** RECORDS TO USE follows **

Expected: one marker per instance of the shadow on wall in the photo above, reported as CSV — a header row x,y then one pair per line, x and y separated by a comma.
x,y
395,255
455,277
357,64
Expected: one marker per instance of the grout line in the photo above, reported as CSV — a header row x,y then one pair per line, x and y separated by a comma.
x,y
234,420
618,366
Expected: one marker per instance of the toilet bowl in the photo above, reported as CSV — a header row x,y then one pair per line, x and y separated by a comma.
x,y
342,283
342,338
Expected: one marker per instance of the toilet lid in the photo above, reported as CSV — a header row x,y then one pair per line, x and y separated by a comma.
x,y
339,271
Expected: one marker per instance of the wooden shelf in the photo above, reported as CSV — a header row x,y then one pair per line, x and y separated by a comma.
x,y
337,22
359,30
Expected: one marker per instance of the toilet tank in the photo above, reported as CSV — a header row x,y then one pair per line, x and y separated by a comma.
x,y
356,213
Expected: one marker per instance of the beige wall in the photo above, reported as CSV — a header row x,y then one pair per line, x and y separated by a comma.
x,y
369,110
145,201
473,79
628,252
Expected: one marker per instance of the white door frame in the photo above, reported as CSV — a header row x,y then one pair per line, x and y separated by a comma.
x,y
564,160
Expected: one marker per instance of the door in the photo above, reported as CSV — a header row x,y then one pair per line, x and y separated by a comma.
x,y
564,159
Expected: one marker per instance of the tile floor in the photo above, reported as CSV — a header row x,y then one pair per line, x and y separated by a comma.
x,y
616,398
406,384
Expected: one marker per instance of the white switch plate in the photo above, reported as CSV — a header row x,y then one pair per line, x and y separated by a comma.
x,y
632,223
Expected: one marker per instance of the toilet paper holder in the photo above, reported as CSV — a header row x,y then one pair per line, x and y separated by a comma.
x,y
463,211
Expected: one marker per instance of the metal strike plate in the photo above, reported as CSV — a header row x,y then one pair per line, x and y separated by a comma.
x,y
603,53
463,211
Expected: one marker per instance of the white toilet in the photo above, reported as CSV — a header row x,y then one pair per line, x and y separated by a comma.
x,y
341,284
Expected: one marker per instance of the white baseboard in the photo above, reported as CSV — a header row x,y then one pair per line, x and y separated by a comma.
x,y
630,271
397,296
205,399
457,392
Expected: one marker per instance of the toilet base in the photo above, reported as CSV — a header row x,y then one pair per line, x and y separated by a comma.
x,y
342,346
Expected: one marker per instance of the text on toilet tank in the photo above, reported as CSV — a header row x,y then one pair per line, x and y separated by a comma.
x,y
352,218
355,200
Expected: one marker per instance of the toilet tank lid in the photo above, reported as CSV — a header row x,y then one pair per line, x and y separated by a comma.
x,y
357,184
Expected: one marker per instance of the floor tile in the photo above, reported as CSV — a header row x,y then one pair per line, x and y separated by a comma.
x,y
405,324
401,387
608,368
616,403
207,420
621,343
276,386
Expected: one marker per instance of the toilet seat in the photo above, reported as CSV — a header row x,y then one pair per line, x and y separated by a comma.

** End of RECORDS TO USE **

◆ WHAT THE EXERCISE ASKS: Exactly as shown, repeat every record.

◆ OUTPUT FOR THIS TASK:
Expected: one marker per instance of the shadow on wall in the photo above, reported as CSV — a header row x,y then one pair per line, x and y separated by a comma.
x,y
395,255
455,277
357,64
Expected: one marker per instance of the grout line in the photo above, reported as CSV — a header row x,y then one pair per line, x and y separated by a comma.
x,y
234,420
618,366
Expected: one marker per instance of the toilet bowl in the photo above, reported as CSV — a header row x,y then one pair per line, x and y separated by a comma.
x,y
342,283
342,338
Expected: one marker per instance of the toilet lid in the photo above, reported as CSV — a header row x,y then one pair per line, x and y separated by a comma.
x,y
339,271
Expected: one marker per instance of the wooden shelf in the photo above, reported as CSV — a header row x,y then one pair per line, x and y separated by a comma.
x,y
337,22
359,30
Expected: one marker per instance of the toilet tank in the photo above, reported as CSV — a header row x,y then one pair per line, x and y separated by a comma.
x,y
356,213
Expected: one marker per instance of the beige wall in the photo above, reported as CSV — a header row x,y then one pair per line, x and y separated by a comma.
x,y
369,110
145,201
473,79
628,252
Expected: one marker per instance of the white door frame in the photo above, reported as CSV — a header row x,y then one pair per line, x and y separated by a comma.
x,y
564,160
Expected: one marker per instance of the door in the photo above, reported as CSV — a header row x,y then one pair per line, x and y separated by a comma.
x,y
564,159
Expected: one marker per instance of the tile floor in the photo above, reported as CSV — a header row x,y then one pair per line, x and y separated by a comma.
x,y
616,398
406,384
Expected: one marker per instance of the white switch plate in the photo above, reported as CSV — a header row x,y then one pair per line, x and y separated by a comma.
x,y
632,223
Expected: one marker per instance of the toilet paper holder in the photo above, reported as CSV — a header row x,y then one pair per line, x and y separated by a comma.
x,y
463,211
Expected: one marker per instance of the metal strike plate in the photo above, reported as CSV — a header row x,y then one pair per line, x and y separated by a comma.
x,y
603,53
463,211
Expected: one marker per instance of the white toilet in the photo above, reported as CSV — a header row x,y then one pair per line, x and y separated by a comma.
x,y
341,284
Expected: one marker per instance of the white baseboard in the photo above, reported as CSV — a header row x,y then one pair per line, x and y separated by a comma.
x,y
630,271
397,296
205,399
457,392
Expected: one marker per instance of the toilet base in the photo above, reported as CSV — a header row x,y then one pair per line, x and y separated by a comma.
x,y
342,346
Expected: one marker per instance of the text on toilet tank in the photo above, reported as CSV — a header row x,y then one pair per line, x and y separated by a comma.
x,y
352,218
355,200
Expected: one marker per instance of the toilet tank lid in the photo above, reported as CSV — a header row x,y then one pair per line, x and y separated by a comma.
x,y
357,184
Expected: one marker per instance of the floor tile in the photo above, reported as CSV — a header row x,y then one pair per line, x and y separated by a comma.
x,y
405,324
401,387
608,368
616,403
207,420
621,343
276,386
Expected: one marker per instance of the toilet seat in the photo above, reported as CSV — a header row x,y then one pair per line, x and y separated by a comma.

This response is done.